| INSTRUCTIONS TO FOLLOW |
Copy the records from the start through the line containing "top-left (241, 89), bottom-right (356, 272)", both ends included, and raise every coordinate in the answers by 11. Keep the requests and their format samples unchanged.

| Detection annotation records |

::::::

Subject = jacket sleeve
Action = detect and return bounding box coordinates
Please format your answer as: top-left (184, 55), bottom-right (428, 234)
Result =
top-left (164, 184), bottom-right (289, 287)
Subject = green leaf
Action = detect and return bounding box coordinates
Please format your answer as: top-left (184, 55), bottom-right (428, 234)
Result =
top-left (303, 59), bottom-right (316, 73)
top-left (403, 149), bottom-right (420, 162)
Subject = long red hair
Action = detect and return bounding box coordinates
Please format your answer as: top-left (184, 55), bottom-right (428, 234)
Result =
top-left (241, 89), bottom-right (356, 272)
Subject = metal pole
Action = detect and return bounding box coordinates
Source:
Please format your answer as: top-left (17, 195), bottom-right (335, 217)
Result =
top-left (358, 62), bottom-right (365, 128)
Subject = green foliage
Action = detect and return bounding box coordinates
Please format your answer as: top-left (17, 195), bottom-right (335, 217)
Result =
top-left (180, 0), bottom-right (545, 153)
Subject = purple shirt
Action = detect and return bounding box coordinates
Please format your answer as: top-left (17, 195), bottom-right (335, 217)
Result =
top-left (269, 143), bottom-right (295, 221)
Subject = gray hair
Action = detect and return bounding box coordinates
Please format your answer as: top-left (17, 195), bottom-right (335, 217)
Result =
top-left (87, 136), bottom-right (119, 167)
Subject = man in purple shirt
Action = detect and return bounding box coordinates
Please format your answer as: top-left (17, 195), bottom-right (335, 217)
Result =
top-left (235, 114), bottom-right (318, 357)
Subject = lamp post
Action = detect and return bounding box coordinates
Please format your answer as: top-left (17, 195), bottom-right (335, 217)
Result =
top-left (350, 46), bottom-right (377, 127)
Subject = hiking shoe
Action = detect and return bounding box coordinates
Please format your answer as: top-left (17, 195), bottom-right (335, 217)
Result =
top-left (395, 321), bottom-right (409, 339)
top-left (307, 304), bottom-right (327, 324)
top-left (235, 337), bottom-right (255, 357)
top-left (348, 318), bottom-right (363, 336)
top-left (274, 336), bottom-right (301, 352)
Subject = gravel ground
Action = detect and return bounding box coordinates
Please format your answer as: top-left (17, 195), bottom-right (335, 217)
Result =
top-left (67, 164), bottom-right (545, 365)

::::::

| RESULT OF THIS EXERCISE |
Subject = jacket sleeve
Action = detect and return bounding box coordinates
Please format your answer as: top-left (184, 55), bottom-right (428, 234)
Result =
top-left (175, 195), bottom-right (300, 298)
Subject = green leaf
Action = detect and return bounding box coordinates
Please format your answer as: top-left (184, 55), bottom-right (428, 234)
Result =
top-left (314, 70), bottom-right (327, 84)
top-left (414, 160), bottom-right (431, 173)
Subject = long red hair
Action = detect and return bounding box coordinates
Please format your answer as: top-left (184, 55), bottom-right (428, 234)
Result =
top-left (252, 100), bottom-right (367, 283)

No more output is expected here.